INSTRUCTION ::
Output the data below from the line with "every bird's head" to the line with "[279,252,285,267]", inclusive, as a Markdown table with the columns n and Line. Omit blank lines and pictures.

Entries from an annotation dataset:
┄┄┄┄┄┄┄┄┄┄┄┄┄┄┄┄┄┄┄┄

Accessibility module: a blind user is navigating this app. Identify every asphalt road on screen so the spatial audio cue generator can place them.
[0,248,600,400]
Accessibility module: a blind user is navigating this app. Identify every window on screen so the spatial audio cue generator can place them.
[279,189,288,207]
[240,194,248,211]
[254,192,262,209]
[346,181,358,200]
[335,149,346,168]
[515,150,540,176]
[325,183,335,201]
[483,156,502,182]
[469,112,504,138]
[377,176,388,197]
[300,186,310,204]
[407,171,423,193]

┄┄┄┄┄┄┄┄┄┄┄┄┄┄┄┄┄┄┄┄

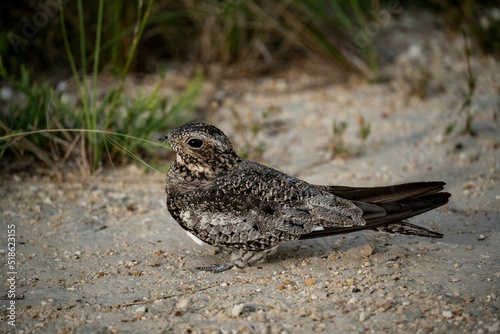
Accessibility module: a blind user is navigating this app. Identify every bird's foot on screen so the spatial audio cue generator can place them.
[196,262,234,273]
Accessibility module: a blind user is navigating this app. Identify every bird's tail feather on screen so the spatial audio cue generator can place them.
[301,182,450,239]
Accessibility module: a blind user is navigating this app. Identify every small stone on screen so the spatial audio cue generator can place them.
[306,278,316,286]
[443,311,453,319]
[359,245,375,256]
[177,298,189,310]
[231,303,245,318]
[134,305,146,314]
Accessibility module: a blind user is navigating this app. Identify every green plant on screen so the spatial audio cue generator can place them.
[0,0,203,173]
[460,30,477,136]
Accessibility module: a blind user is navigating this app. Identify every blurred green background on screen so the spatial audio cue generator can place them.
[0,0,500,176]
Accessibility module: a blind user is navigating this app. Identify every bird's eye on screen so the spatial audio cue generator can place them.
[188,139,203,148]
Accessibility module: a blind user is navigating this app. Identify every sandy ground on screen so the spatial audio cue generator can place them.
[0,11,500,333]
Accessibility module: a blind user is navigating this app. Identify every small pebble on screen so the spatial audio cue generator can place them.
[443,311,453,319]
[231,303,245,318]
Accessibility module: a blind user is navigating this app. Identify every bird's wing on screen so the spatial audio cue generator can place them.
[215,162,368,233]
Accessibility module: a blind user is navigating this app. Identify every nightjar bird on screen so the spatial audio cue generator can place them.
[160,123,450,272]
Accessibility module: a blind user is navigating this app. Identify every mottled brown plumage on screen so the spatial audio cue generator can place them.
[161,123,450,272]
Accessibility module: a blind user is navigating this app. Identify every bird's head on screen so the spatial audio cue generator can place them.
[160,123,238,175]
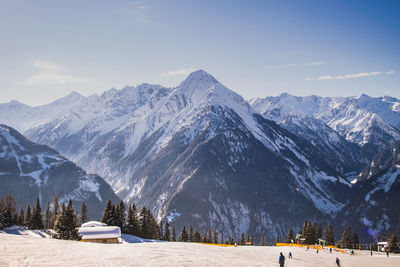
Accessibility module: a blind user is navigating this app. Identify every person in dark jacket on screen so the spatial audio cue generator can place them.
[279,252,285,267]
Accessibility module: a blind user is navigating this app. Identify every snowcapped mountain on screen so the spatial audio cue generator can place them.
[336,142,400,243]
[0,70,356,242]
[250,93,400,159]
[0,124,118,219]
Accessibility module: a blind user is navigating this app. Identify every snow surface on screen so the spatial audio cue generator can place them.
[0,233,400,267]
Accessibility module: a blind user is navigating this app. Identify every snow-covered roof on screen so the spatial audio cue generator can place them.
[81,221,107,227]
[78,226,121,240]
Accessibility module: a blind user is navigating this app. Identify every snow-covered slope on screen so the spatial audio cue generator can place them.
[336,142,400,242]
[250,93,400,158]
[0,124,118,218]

┄┄┄┄┄┄┄┄┄┄┄┄┄┄┄┄┄┄┄┄

FINISHED TASK ::
| n | Line |
|---|---|
| 1 | Accessibility module: a blind user is navigating this app. Identify every bird's head on screen so the spatial audio cue generator can place them. |
| 2 | [160,123,238,175] |
| 3 | Accessibility module: a blind user is navigating this app. Identify every person in dark jacket on screen so the spatial audio cue generator can place them. |
| 4 | [279,252,285,267] |